**Supplied records**.
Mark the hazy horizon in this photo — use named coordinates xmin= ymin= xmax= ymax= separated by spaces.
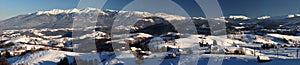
xmin=0 ymin=0 xmax=300 ymax=20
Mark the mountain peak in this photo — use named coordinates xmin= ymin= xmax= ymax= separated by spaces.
xmin=36 ymin=7 xmax=106 ymax=15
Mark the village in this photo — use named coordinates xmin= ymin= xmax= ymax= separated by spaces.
xmin=0 ymin=28 xmax=300 ymax=63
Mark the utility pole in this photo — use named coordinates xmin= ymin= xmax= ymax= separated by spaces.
xmin=297 ymin=49 xmax=299 ymax=58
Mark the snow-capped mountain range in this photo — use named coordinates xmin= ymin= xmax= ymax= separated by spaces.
xmin=0 ymin=8 xmax=300 ymax=29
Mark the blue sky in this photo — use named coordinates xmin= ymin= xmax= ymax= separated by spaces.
xmin=0 ymin=0 xmax=300 ymax=20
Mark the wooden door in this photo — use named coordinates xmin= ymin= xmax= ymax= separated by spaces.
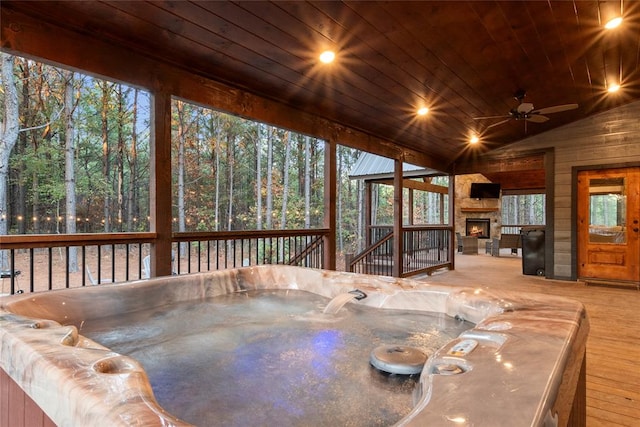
xmin=577 ymin=167 xmax=640 ymax=285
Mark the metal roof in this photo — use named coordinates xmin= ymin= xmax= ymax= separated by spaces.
xmin=349 ymin=152 xmax=443 ymax=181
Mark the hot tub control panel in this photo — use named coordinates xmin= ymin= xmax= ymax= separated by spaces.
xmin=447 ymin=339 xmax=478 ymax=356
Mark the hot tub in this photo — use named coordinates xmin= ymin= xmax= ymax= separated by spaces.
xmin=0 ymin=266 xmax=589 ymax=427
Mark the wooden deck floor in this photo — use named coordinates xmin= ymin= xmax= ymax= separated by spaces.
xmin=420 ymin=250 xmax=640 ymax=427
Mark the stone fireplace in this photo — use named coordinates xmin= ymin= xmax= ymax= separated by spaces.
xmin=465 ymin=218 xmax=491 ymax=239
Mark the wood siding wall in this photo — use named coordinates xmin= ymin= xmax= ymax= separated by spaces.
xmin=0 ymin=369 xmax=55 ymax=427
xmin=490 ymin=102 xmax=640 ymax=280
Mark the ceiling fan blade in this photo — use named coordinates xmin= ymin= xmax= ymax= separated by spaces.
xmin=517 ymin=102 xmax=533 ymax=114
xmin=485 ymin=116 xmax=511 ymax=130
xmin=473 ymin=114 xmax=511 ymax=120
xmin=526 ymin=114 xmax=549 ymax=123
xmin=532 ymin=104 xmax=578 ymax=114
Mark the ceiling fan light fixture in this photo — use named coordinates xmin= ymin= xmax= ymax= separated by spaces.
xmin=417 ymin=107 xmax=429 ymax=116
xmin=320 ymin=50 xmax=336 ymax=64
xmin=604 ymin=16 xmax=622 ymax=30
xmin=599 ymin=0 xmax=622 ymax=30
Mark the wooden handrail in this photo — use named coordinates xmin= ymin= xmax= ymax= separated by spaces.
xmin=0 ymin=232 xmax=157 ymax=250
xmin=172 ymin=228 xmax=329 ymax=242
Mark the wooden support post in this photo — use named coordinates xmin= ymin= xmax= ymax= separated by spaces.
xmin=392 ymin=159 xmax=404 ymax=277
xmin=149 ymin=92 xmax=171 ymax=277
xmin=364 ymin=181 xmax=373 ymax=248
xmin=447 ymin=175 xmax=458 ymax=270
xmin=323 ymin=140 xmax=338 ymax=270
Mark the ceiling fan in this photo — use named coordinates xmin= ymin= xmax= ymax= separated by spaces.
xmin=474 ymin=89 xmax=578 ymax=132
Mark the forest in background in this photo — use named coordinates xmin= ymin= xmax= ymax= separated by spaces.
xmin=0 ymin=54 xmax=416 ymax=258
xmin=0 ymin=54 xmax=544 ymax=264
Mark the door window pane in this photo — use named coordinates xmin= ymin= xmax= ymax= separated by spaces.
xmin=589 ymin=178 xmax=627 ymax=243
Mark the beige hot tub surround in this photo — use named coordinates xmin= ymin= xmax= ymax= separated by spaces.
xmin=0 ymin=266 xmax=589 ymax=427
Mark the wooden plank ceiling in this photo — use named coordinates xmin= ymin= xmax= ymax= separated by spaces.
xmin=2 ymin=0 xmax=640 ymax=186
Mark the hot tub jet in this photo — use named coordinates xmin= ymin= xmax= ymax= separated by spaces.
xmin=322 ymin=289 xmax=367 ymax=314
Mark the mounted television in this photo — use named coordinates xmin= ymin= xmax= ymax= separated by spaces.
xmin=469 ymin=182 xmax=500 ymax=199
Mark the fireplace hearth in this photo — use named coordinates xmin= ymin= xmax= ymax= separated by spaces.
xmin=465 ymin=218 xmax=491 ymax=239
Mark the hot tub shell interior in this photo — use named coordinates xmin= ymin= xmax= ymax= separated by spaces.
xmin=0 ymin=266 xmax=589 ymax=427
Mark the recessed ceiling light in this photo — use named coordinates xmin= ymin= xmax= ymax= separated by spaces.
xmin=607 ymin=83 xmax=620 ymax=93
xmin=604 ymin=16 xmax=622 ymax=30
xmin=320 ymin=50 xmax=336 ymax=64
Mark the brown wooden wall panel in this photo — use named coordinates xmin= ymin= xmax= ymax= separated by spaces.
xmin=0 ymin=369 xmax=55 ymax=427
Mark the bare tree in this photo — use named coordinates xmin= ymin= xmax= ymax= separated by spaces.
xmin=256 ymin=124 xmax=262 ymax=230
xmin=266 ymin=128 xmax=273 ymax=230
xmin=280 ymin=131 xmax=291 ymax=230
xmin=0 ymin=53 xmax=20 ymax=268
xmin=100 ymin=81 xmax=111 ymax=233
xmin=127 ymin=89 xmax=138 ymax=231
xmin=62 ymin=71 xmax=78 ymax=272
xmin=304 ymin=136 xmax=311 ymax=228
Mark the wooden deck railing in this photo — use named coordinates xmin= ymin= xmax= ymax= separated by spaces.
xmin=173 ymin=229 xmax=329 ymax=274
xmin=0 ymin=229 xmax=329 ymax=294
xmin=347 ymin=225 xmax=453 ymax=277
xmin=500 ymin=224 xmax=544 ymax=234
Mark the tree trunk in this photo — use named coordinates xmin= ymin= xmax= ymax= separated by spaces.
xmin=256 ymin=123 xmax=262 ymax=230
xmin=227 ymin=135 xmax=235 ymax=231
xmin=176 ymin=101 xmax=187 ymax=262
xmin=266 ymin=128 xmax=273 ymax=230
xmin=280 ymin=131 xmax=291 ymax=229
xmin=0 ymin=53 xmax=20 ymax=268
xmin=116 ymin=84 xmax=124 ymax=231
xmin=304 ymin=136 xmax=311 ymax=229
xmin=214 ymin=123 xmax=222 ymax=231
xmin=127 ymin=89 xmax=139 ymax=231
xmin=336 ymin=147 xmax=344 ymax=252
xmin=100 ymin=81 xmax=111 ymax=233
xmin=63 ymin=71 xmax=78 ymax=273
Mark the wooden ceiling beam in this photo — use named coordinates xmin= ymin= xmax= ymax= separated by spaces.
xmin=454 ymin=153 xmax=544 ymax=175
xmin=0 ymin=3 xmax=449 ymax=172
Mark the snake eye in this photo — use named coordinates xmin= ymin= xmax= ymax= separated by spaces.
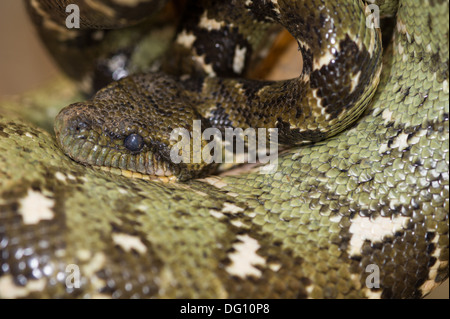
xmin=124 ymin=134 xmax=144 ymax=152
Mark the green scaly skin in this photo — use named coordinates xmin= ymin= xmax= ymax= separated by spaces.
xmin=0 ymin=1 xmax=449 ymax=298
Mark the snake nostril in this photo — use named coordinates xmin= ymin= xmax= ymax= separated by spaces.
xmin=124 ymin=134 xmax=144 ymax=152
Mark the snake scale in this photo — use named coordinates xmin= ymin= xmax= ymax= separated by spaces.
xmin=0 ymin=0 xmax=449 ymax=298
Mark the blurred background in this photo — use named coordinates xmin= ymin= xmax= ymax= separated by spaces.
xmin=0 ymin=0 xmax=449 ymax=299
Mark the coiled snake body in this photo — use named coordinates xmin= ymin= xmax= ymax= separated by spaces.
xmin=0 ymin=0 xmax=449 ymax=298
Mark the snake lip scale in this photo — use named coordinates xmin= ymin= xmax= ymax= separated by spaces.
xmin=0 ymin=0 xmax=450 ymax=299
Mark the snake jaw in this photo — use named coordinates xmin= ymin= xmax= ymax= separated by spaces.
xmin=54 ymin=103 xmax=180 ymax=181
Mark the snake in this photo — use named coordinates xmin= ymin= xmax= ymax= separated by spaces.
xmin=0 ymin=0 xmax=449 ymax=298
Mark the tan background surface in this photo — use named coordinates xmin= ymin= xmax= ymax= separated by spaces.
xmin=0 ymin=0 xmax=449 ymax=299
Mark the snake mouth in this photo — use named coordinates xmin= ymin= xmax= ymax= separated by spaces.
xmin=55 ymin=107 xmax=180 ymax=182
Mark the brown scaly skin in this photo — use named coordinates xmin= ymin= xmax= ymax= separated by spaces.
xmin=56 ymin=1 xmax=382 ymax=180
xmin=0 ymin=0 xmax=449 ymax=298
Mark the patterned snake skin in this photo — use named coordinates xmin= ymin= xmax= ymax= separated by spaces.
xmin=0 ymin=0 xmax=449 ymax=298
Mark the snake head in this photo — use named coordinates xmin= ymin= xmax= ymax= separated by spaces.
xmin=55 ymin=75 xmax=212 ymax=181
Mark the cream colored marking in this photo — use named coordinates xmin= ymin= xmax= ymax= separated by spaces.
xmin=55 ymin=172 xmax=67 ymax=183
xmin=19 ymin=189 xmax=55 ymax=225
xmin=391 ymin=133 xmax=409 ymax=152
xmin=378 ymin=143 xmax=389 ymax=154
xmin=330 ymin=215 xmax=342 ymax=224
xmin=233 ymin=45 xmax=247 ymax=74
xmin=350 ymin=71 xmax=361 ymax=93
xmin=199 ymin=10 xmax=225 ymax=31
xmin=231 ymin=220 xmax=245 ymax=228
xmin=200 ymin=177 xmax=228 ymax=188
xmin=397 ymin=42 xmax=405 ymax=54
xmin=31 ymin=0 xmax=77 ymax=41
xmin=226 ymin=235 xmax=266 ymax=278
xmin=370 ymin=29 xmax=377 ymax=56
xmin=92 ymin=293 xmax=112 ymax=299
xmin=112 ymin=233 xmax=147 ymax=254
xmin=269 ymin=264 xmax=281 ymax=272
xmin=363 ymin=288 xmax=382 ymax=299
xmin=0 ymin=275 xmax=47 ymax=299
xmin=85 ymin=0 xmax=116 ymax=18
xmin=176 ymin=30 xmax=197 ymax=49
xmin=397 ymin=19 xmax=406 ymax=33
xmin=76 ymin=249 xmax=92 ymax=262
xmin=348 ymin=215 xmax=409 ymax=256
xmin=78 ymin=74 xmax=93 ymax=92
xmin=222 ymin=203 xmax=244 ymax=214
xmin=55 ymin=248 xmax=67 ymax=258
xmin=381 ymin=109 xmax=394 ymax=124
xmin=82 ymin=252 xmax=106 ymax=277
xmin=270 ymin=0 xmax=281 ymax=15
xmin=419 ymin=234 xmax=448 ymax=295
xmin=313 ymin=48 xmax=337 ymax=70
xmin=92 ymin=30 xmax=105 ymax=41
xmin=192 ymin=55 xmax=217 ymax=77
xmin=209 ymin=209 xmax=225 ymax=219
xmin=113 ymin=0 xmax=149 ymax=7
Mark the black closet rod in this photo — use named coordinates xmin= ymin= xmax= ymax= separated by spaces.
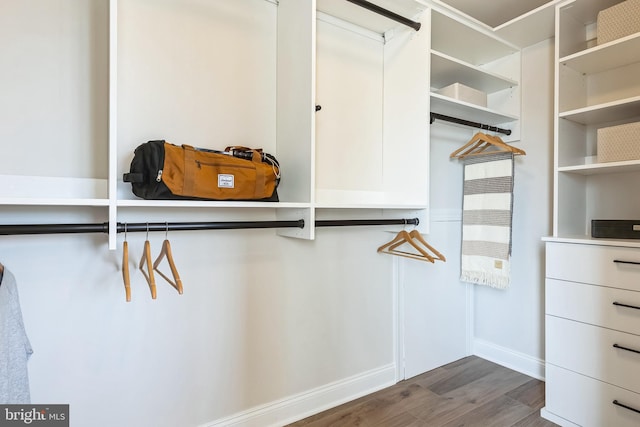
xmin=347 ymin=0 xmax=422 ymax=31
xmin=0 ymin=218 xmax=419 ymax=236
xmin=431 ymin=113 xmax=511 ymax=135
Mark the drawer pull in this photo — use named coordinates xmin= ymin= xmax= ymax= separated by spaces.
xmin=613 ymin=301 xmax=640 ymax=310
xmin=613 ymin=259 xmax=640 ymax=265
xmin=612 ymin=400 xmax=640 ymax=414
xmin=613 ymin=344 xmax=640 ymax=354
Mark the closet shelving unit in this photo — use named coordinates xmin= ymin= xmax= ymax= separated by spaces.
xmin=430 ymin=7 xmax=521 ymax=141
xmin=541 ymin=0 xmax=640 ymax=427
xmin=554 ymin=0 xmax=640 ymax=246
xmin=432 ymin=0 xmax=563 ymax=49
xmin=0 ymin=0 xmax=430 ymax=249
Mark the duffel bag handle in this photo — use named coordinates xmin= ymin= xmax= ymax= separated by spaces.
xmin=224 ymin=145 xmax=262 ymax=163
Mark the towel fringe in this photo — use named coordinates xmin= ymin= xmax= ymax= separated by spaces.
xmin=460 ymin=270 xmax=510 ymax=289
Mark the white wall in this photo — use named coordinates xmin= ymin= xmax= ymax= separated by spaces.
xmin=431 ymin=40 xmax=553 ymax=377
xmin=0 ymin=213 xmax=395 ymax=427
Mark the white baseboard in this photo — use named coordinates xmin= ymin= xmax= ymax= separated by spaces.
xmin=540 ymin=408 xmax=580 ymax=427
xmin=200 ymin=364 xmax=396 ymax=427
xmin=473 ymin=338 xmax=544 ymax=381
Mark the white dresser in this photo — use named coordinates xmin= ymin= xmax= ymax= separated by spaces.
xmin=542 ymin=241 xmax=640 ymax=427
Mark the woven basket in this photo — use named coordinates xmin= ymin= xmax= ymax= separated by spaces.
xmin=597 ymin=0 xmax=640 ymax=45
xmin=598 ymin=122 xmax=640 ymax=163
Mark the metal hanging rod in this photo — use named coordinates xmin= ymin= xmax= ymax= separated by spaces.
xmin=0 ymin=218 xmax=419 ymax=236
xmin=347 ymin=0 xmax=422 ymax=31
xmin=431 ymin=113 xmax=511 ymax=135
xmin=316 ymin=218 xmax=420 ymax=227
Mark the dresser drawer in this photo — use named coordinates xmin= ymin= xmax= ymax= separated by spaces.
xmin=545 ymin=364 xmax=640 ymax=427
xmin=546 ymin=242 xmax=640 ymax=291
xmin=545 ymin=279 xmax=640 ymax=335
xmin=545 ymin=316 xmax=640 ymax=392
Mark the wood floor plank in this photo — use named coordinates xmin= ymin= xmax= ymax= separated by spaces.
xmin=511 ymin=411 xmax=557 ymax=427
xmin=356 ymin=383 xmax=435 ymax=425
xmin=290 ymin=356 xmax=555 ymax=427
xmin=372 ymin=412 xmax=429 ymax=427
xmin=443 ymin=395 xmax=533 ymax=427
xmin=410 ymin=366 xmax=530 ymax=425
xmin=427 ymin=358 xmax=499 ymax=395
xmin=506 ymin=379 xmax=544 ymax=409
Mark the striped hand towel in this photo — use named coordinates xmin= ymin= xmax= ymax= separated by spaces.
xmin=460 ymin=153 xmax=514 ymax=289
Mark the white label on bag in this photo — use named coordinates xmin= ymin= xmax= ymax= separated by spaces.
xmin=218 ymin=173 xmax=235 ymax=188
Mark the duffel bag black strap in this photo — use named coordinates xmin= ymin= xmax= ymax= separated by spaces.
xmin=122 ymin=172 xmax=144 ymax=183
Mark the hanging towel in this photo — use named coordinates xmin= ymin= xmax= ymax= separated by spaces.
xmin=0 ymin=267 xmax=33 ymax=404
xmin=460 ymin=153 xmax=514 ymax=289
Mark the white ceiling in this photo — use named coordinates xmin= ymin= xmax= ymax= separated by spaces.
xmin=440 ymin=0 xmax=551 ymax=27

**Stated task**.
Repeat the items above from the very start through the line that contains "xmin=36 ymin=7 xmax=106 ymax=15", word for word and including both ends. Leave the pictures out.

**Answer to this exercise**.
Mark the hazy horizon in this photo — use named coordinates xmin= ymin= xmax= ymax= separated by spaces.
xmin=0 ymin=0 xmax=300 ymax=20
Mark the mountain peak in this photo — use named coordinates xmin= ymin= xmax= ymax= separated by spaces.
xmin=36 ymin=7 xmax=106 ymax=15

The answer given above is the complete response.